**Task requirements:**
A - In the text on Moderna's vaccine plans, condense the paragraph beginning "In November, 2021, the company announced" into a shorter version that keeps its main facts.
B - Transcribe everything in the text on Moderna's vaccine plans from "In November, 2021, the" down to "the Omicron variant.".

**Excerpted text:**
#####

Speaking at the World Economic Forum, CEO Stéphane Bancel said Moderna aim to create a combined flu and COVID vaccine
The new vaccine would be built for flu, COVID and respiratory syncytial virus (RSV), which usually creates mild cold-like symptoms.
This vaccine would be created in time for Autumn of 2023, if clinical trials go well.
According to Bancel, taking a COVID vaccine will become an ingrained part of life for the next few years – in countries where vaccination is accessible.
Speaking about the inevitability of ongoing vaccination, Bancel said: “Our goal is to be able to have a single annual booster so that we don’t have compliance issues where people don’t want to get two to three shots a winter, but they get one dose where they get a booster for corona, a booster for flu and RSV.”
How much can Moderna manufacture?
Currently, Moderna expects to ship two to three million doses of existing COVID vaccines in 2022.
In November, 2021, the company announced that it was testing more vaccine candidates: a higher booster load, an Omicron-specific design and two multivalent boosters. Multivalent vaccines are essentially multi-taskers, capable of efficiently stopping different types of mutations – such as Omicron, or Delta. At the moment, prior infection by COVID gives an eerie 19% protection against the Omicron variant.

#####

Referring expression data
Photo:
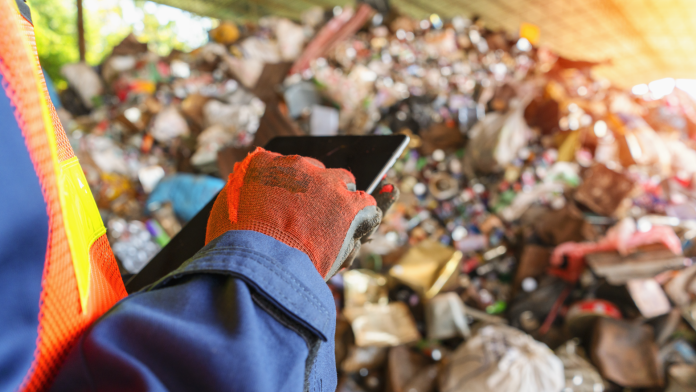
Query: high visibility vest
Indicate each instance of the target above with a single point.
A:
(80, 279)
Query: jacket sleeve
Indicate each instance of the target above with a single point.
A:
(212, 325)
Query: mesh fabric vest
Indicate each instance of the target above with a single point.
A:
(80, 279)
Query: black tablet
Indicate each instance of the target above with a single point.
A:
(367, 157)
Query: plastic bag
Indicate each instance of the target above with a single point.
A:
(188, 193)
(501, 358)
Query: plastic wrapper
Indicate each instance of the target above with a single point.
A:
(291, 38)
(496, 140)
(427, 267)
(603, 190)
(382, 325)
(226, 33)
(446, 317)
(210, 141)
(500, 358)
(132, 244)
(580, 375)
(169, 124)
(364, 287)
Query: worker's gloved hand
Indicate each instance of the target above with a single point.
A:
(299, 202)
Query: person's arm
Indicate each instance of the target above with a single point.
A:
(251, 311)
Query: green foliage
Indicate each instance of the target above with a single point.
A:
(56, 35)
(55, 27)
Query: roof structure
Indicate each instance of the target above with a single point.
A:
(644, 39)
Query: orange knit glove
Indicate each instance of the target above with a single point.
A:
(299, 202)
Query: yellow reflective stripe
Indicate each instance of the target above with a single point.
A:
(81, 219)
(83, 225)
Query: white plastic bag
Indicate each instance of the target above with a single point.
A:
(501, 358)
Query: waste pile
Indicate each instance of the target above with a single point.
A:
(544, 236)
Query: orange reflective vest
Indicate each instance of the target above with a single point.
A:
(80, 279)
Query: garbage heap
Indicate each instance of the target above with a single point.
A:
(543, 240)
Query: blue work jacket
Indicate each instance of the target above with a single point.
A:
(246, 313)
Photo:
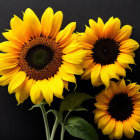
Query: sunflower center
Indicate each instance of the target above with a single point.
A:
(105, 51)
(40, 58)
(120, 107)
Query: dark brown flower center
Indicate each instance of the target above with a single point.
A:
(121, 107)
(40, 58)
(105, 51)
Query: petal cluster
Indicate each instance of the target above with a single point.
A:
(111, 30)
(20, 34)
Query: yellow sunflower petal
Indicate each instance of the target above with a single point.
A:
(134, 90)
(128, 130)
(118, 129)
(7, 77)
(112, 28)
(66, 85)
(35, 93)
(87, 63)
(46, 91)
(56, 85)
(105, 76)
(93, 25)
(95, 74)
(87, 73)
(111, 90)
(66, 76)
(23, 91)
(100, 24)
(124, 33)
(134, 124)
(112, 71)
(72, 47)
(16, 81)
(130, 86)
(128, 45)
(122, 86)
(74, 57)
(47, 22)
(32, 23)
(98, 114)
(125, 58)
(109, 127)
(90, 36)
(72, 68)
(102, 106)
(9, 47)
(64, 34)
(112, 134)
(119, 69)
(136, 117)
(18, 29)
(56, 23)
(103, 121)
(11, 37)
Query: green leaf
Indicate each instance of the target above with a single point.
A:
(80, 128)
(80, 109)
(57, 114)
(38, 105)
(73, 101)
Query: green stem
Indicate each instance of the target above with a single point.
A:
(54, 129)
(62, 132)
(47, 130)
(63, 128)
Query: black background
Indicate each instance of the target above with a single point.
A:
(17, 122)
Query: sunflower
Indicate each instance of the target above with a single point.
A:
(109, 51)
(118, 110)
(39, 60)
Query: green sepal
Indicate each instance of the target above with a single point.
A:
(38, 105)
(80, 128)
(73, 101)
(57, 114)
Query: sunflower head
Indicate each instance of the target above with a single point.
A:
(38, 58)
(109, 50)
(118, 110)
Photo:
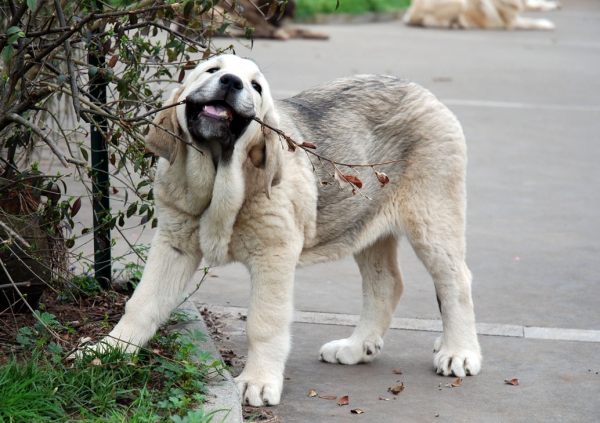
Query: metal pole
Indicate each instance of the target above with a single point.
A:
(100, 181)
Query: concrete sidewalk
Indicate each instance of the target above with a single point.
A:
(529, 103)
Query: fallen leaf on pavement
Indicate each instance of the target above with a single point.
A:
(396, 389)
(456, 383)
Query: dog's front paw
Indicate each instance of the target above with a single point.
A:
(259, 391)
(351, 351)
(455, 361)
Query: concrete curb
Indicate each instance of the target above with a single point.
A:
(351, 19)
(223, 394)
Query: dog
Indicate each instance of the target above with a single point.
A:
(227, 190)
(483, 14)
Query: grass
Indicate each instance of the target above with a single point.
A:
(163, 384)
(305, 8)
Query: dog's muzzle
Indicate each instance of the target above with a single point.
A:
(220, 110)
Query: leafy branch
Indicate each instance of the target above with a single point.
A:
(335, 174)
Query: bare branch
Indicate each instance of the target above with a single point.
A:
(65, 160)
(70, 65)
(14, 235)
(54, 334)
(144, 116)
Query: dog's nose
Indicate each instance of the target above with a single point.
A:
(232, 81)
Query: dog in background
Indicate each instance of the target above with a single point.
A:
(248, 199)
(482, 14)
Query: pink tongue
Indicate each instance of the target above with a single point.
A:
(213, 110)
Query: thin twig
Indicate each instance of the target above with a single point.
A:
(15, 235)
(54, 334)
(289, 141)
(153, 112)
(65, 160)
(70, 65)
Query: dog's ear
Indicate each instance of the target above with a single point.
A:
(160, 140)
(273, 160)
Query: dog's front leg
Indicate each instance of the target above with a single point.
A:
(268, 329)
(173, 259)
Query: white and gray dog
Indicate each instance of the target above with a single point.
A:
(249, 199)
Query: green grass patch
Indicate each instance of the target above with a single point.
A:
(165, 383)
(305, 8)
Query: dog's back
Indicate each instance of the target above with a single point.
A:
(366, 120)
(484, 14)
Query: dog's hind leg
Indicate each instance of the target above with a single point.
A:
(436, 232)
(382, 288)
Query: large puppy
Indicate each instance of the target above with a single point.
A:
(486, 14)
(249, 199)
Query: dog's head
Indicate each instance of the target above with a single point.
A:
(222, 96)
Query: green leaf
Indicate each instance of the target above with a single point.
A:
(131, 209)
(7, 53)
(173, 43)
(84, 153)
(13, 30)
(189, 6)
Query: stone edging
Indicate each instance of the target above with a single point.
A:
(222, 394)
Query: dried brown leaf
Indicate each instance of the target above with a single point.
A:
(382, 177)
(75, 207)
(352, 179)
(456, 383)
(396, 389)
(113, 61)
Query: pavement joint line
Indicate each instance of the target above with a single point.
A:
(488, 103)
(429, 325)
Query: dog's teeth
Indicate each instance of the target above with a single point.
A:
(224, 114)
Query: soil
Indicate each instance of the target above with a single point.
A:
(91, 317)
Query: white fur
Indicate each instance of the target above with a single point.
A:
(226, 214)
(486, 14)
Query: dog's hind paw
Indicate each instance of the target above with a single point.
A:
(455, 361)
(258, 393)
(351, 351)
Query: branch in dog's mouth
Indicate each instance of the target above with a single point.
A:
(338, 177)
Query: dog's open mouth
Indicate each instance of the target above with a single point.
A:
(219, 110)
(215, 120)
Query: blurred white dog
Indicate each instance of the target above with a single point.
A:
(484, 14)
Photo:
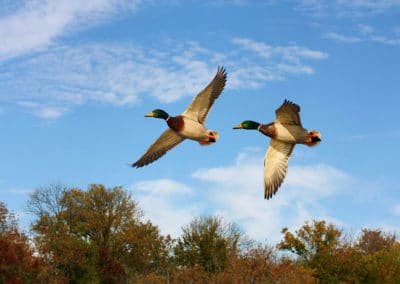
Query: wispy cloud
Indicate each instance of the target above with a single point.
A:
(236, 192)
(240, 195)
(344, 8)
(342, 38)
(49, 83)
(165, 203)
(37, 24)
(366, 33)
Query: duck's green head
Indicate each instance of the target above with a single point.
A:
(158, 113)
(247, 124)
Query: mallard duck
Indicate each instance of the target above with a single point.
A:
(285, 132)
(189, 124)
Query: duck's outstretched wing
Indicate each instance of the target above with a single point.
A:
(288, 113)
(168, 140)
(275, 166)
(201, 104)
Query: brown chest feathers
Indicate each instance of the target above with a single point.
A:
(268, 130)
(175, 123)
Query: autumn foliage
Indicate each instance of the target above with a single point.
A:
(98, 235)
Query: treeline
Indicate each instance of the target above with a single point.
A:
(98, 235)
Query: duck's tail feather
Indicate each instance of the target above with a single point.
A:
(314, 137)
(212, 138)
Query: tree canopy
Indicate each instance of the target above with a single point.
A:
(99, 235)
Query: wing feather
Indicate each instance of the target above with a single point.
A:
(164, 143)
(275, 166)
(201, 104)
(288, 113)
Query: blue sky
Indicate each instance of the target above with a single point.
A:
(76, 79)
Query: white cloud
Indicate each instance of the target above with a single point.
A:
(236, 193)
(343, 38)
(52, 82)
(165, 203)
(290, 53)
(38, 23)
(345, 8)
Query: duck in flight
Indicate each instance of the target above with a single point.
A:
(285, 132)
(188, 125)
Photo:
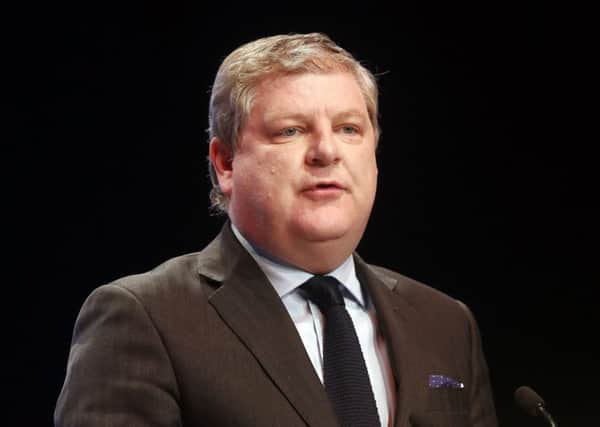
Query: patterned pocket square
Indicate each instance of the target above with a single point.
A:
(442, 381)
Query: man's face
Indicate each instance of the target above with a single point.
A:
(304, 174)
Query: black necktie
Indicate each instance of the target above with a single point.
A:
(344, 371)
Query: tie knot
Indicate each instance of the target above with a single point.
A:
(324, 292)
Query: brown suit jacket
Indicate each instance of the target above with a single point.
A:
(204, 340)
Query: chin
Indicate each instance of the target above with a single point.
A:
(325, 229)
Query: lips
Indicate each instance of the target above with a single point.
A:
(324, 189)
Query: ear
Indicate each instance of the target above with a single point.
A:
(221, 158)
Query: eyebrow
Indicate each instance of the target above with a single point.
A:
(301, 116)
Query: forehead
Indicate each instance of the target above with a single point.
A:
(307, 92)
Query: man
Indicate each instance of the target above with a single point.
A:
(233, 335)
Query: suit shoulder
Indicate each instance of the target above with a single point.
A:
(176, 277)
(414, 292)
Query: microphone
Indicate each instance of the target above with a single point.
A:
(532, 403)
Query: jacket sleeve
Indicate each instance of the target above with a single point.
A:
(482, 412)
(119, 372)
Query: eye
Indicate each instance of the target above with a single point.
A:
(349, 130)
(288, 132)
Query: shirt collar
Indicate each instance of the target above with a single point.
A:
(285, 278)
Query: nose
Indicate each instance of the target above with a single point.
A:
(323, 149)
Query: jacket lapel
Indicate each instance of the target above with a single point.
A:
(395, 318)
(252, 309)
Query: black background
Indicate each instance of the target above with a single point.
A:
(487, 184)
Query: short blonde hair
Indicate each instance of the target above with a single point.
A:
(246, 67)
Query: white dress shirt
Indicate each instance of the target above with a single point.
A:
(309, 321)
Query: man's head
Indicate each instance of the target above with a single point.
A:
(293, 128)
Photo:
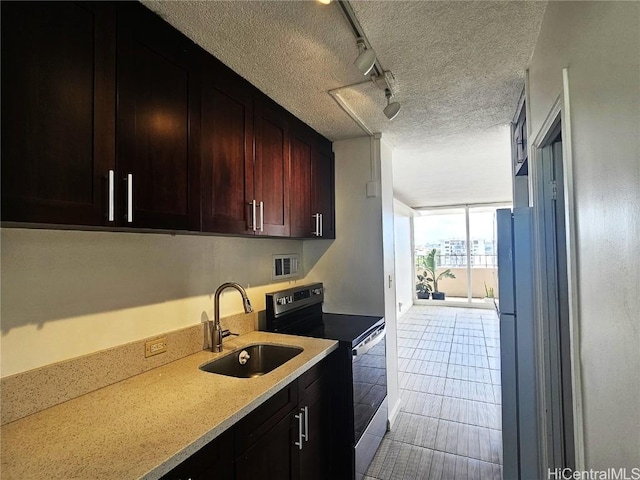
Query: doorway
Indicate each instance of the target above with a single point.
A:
(555, 301)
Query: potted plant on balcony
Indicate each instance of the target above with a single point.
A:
(488, 293)
(423, 286)
(431, 267)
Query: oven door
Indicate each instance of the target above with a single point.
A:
(369, 366)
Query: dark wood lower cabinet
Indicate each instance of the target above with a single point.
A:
(292, 436)
(271, 457)
(317, 402)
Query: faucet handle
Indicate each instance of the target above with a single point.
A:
(227, 332)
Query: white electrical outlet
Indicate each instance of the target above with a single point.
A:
(154, 347)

#####

**Exercise solutions:**
A - In November 2021, Moderna announced it was testing more vaccine candidates: a higher booster load, an Omicron-specific design and two multivalent boosters. Multivalent vaccines can efficiently stop different types of mutations, such as Omicron or Delta. Prior COVID infection currently gives 19% protection against the Omicron variant.

B -
In November, 2021, the company announced that it was testing more vaccine candidates: a higher booster load, an Omicron-specific design and two multivalent boosters. Multivalent vaccines are essentially multi-taskers, capable of efficiently stopping different types of mutations – such as Omicron, or Delta. At the moment, prior infection by COVID gives an eerie 19% protection against the Omicron variant.